═════ Brano scelto
K.A.L.: Come ho anticipato nella risposta alla prima domanda, la mostra si è sviluppata in maniera molto organica all’interno del collettivo, la cui conformazione è stata specifica per questo progetto. Questa è la modalità che portiamo avanti con Slug: l’idea di un collettivo aperto ed amorfo capace di riconfigurarsi in funzione dei progetti che desideriamo realizzare. Allo stesso modo anche i progetti si adattano in risposta alla formazione del collettivo e in questo caso specifico abbiamo avuto l’opportunità, grazie ad Alchemilla e agli sponsor che hanno finanziato il progetto, di sperimentare in libertà sia artisticamente per le singole opere, inedite e realizzate specificamente per questa mostra, che nella curatela.
══════════
═════ Voci fornite
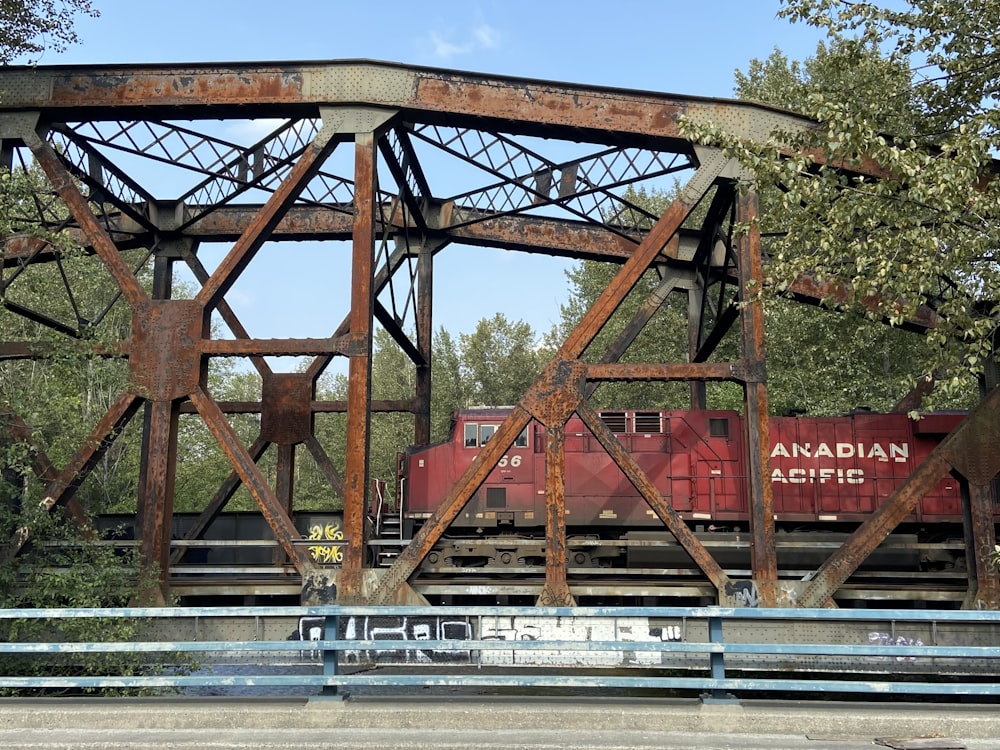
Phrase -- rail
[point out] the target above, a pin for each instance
(718, 651)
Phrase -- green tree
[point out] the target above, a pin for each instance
(926, 230)
(828, 362)
(500, 360)
(30, 26)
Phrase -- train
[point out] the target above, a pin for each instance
(828, 474)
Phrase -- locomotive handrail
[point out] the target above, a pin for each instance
(702, 641)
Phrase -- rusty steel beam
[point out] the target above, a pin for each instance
(957, 449)
(219, 500)
(645, 487)
(325, 465)
(633, 328)
(224, 310)
(346, 345)
(41, 466)
(316, 407)
(259, 229)
(647, 251)
(65, 185)
(259, 89)
(284, 530)
(556, 591)
(763, 554)
(425, 337)
(359, 368)
(980, 536)
(60, 489)
(640, 371)
(155, 507)
(284, 488)
(393, 582)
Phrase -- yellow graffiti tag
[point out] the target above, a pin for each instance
(326, 553)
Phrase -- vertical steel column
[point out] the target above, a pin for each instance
(359, 371)
(157, 463)
(763, 557)
(556, 592)
(284, 487)
(156, 488)
(425, 334)
(699, 397)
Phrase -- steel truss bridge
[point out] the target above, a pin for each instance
(352, 152)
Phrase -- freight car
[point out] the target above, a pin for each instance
(827, 473)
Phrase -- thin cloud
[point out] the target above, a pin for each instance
(445, 47)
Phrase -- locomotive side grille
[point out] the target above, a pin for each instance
(496, 497)
(648, 423)
(718, 427)
(615, 420)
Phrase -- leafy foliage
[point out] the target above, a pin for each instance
(68, 570)
(924, 231)
(29, 26)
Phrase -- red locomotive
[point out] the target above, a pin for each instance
(827, 474)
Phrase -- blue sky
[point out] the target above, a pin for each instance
(666, 45)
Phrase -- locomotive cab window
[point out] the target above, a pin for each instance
(718, 427)
(486, 431)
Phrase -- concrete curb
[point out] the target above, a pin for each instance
(580, 716)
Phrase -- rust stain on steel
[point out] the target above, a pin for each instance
(286, 413)
(42, 467)
(640, 371)
(763, 554)
(842, 563)
(80, 465)
(359, 369)
(277, 518)
(222, 496)
(178, 86)
(808, 288)
(556, 591)
(156, 487)
(554, 396)
(676, 525)
(224, 310)
(70, 194)
(451, 506)
(974, 452)
(350, 344)
(164, 360)
(984, 578)
(550, 104)
(260, 227)
(325, 465)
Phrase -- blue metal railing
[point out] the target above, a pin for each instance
(705, 651)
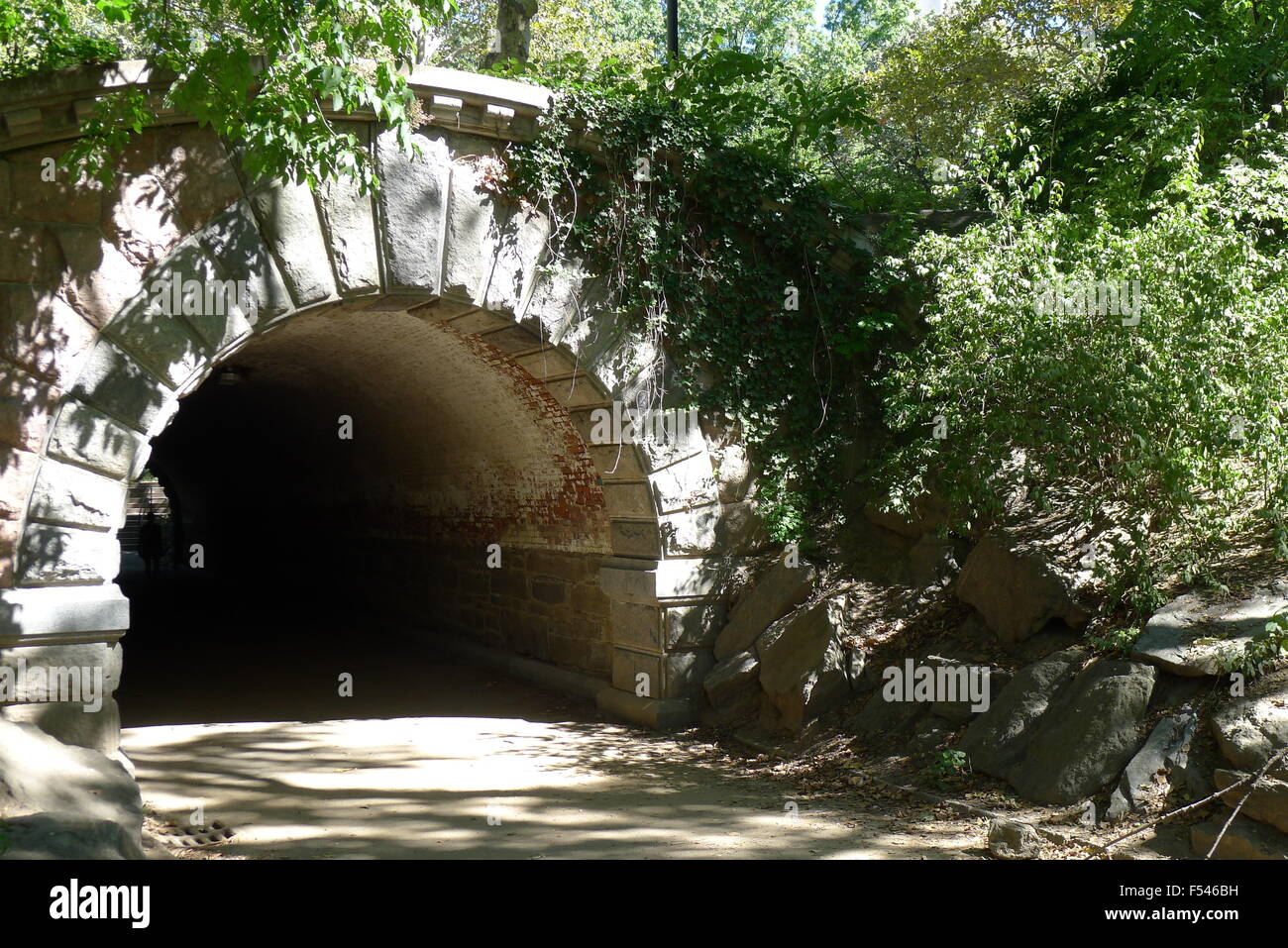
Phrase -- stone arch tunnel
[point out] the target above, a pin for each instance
(387, 386)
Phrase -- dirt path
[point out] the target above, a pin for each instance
(498, 769)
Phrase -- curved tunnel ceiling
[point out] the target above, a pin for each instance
(450, 437)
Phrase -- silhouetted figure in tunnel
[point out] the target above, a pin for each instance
(151, 544)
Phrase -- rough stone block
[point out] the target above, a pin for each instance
(233, 240)
(780, 590)
(76, 497)
(288, 220)
(636, 625)
(115, 382)
(43, 335)
(59, 556)
(412, 202)
(88, 437)
(26, 408)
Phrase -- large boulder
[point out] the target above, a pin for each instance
(1250, 730)
(1245, 839)
(73, 791)
(1018, 587)
(733, 687)
(996, 741)
(62, 836)
(773, 595)
(1056, 733)
(1010, 839)
(1087, 736)
(1267, 802)
(1149, 775)
(804, 669)
(1193, 634)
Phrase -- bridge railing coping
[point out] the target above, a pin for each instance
(52, 106)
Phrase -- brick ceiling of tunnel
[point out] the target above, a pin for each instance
(443, 424)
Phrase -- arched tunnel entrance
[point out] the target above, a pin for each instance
(344, 488)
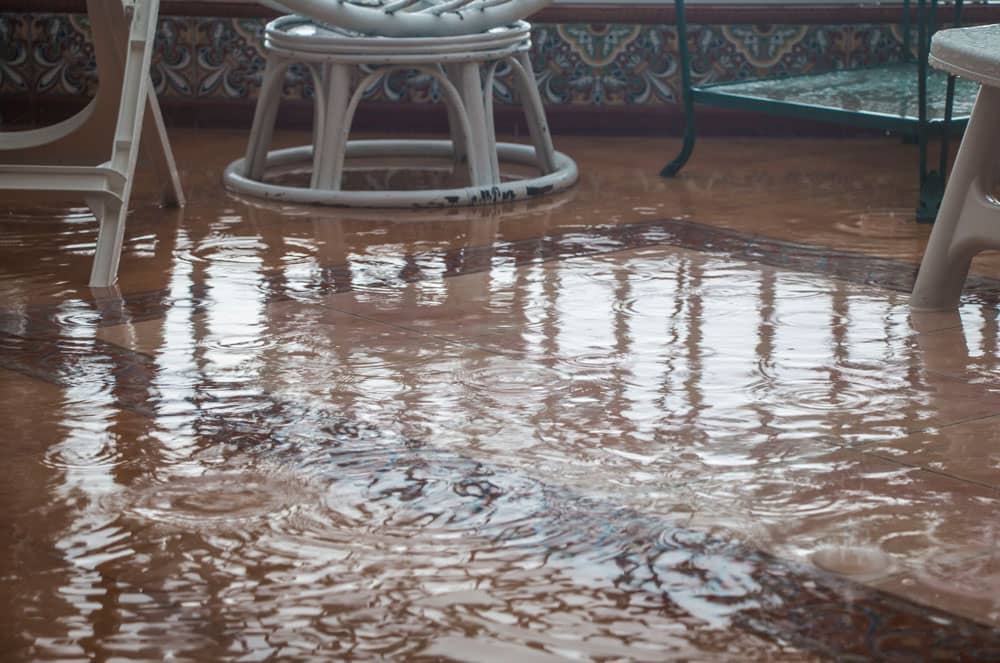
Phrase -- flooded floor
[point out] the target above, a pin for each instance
(646, 419)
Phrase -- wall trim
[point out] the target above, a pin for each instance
(706, 13)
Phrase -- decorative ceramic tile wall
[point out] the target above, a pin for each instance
(576, 63)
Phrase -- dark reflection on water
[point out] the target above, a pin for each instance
(530, 461)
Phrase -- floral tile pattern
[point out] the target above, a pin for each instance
(575, 63)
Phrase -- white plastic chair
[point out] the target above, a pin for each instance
(969, 219)
(94, 153)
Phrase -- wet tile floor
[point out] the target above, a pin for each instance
(648, 419)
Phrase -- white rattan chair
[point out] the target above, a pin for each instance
(94, 153)
(413, 18)
(452, 41)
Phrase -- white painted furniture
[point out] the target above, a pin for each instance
(94, 153)
(457, 62)
(969, 219)
(412, 18)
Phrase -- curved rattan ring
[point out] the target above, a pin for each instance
(412, 18)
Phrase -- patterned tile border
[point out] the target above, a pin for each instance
(577, 64)
(781, 600)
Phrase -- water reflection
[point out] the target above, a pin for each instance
(305, 441)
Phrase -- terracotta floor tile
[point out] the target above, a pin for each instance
(968, 451)
(964, 583)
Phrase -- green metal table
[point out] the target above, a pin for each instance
(906, 98)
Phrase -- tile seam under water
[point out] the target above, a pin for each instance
(805, 592)
(858, 268)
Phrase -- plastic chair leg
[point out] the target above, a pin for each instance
(111, 214)
(969, 220)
══════════
Esercizi proposti:
1: Secondo il brano sul collettivo Slug, quale idea di collettivo viene portata avanti?
2: Copi alla lettera le righe delle voci comprese tra quella che contiene "Phrase -- white rattan chair" e la fine delle voci, estremi inclusi.
Il brano e le voci non hanno alcun legame tra loro.

Risposte agli esercizi:
1: L'idea di un collettivo aperto ed amorfo, capace di riconfigurarsi in funzione dei progetti che si desidera realizzare.

2:
Phrase -- white rattan chair
[point out] the target above, a pin for each instance
(94, 153)
(413, 18)
(452, 41)
Phrase -- white painted furniture
[point out] the target above, a pin for each instance
(94, 153)
(457, 62)
(969, 219)
(412, 18)
Phrase -- curved rattan ring
[point out] the target above, a pin for each instance
(412, 18)
Phrase -- patterned tile border
[point out] the target above, a pin for each instance
(577, 64)
(781, 600)
Phrase -- water reflection
[point out] the target above, a pin for each instance
(305, 441)
Phrase -- terracotta floor tile
[point out] the target above, a pin for each instance
(968, 451)
(964, 583)
Phrase -- green metal table
[point out] the target above, a pin for each instance
(906, 98)
Phrase -- tile seam under water
[point out] the target above, a pin for each instance
(805, 592)
(858, 268)
Phrase -- plastic chair leg
[point out] the target above, a pin for each instance
(111, 214)
(969, 220)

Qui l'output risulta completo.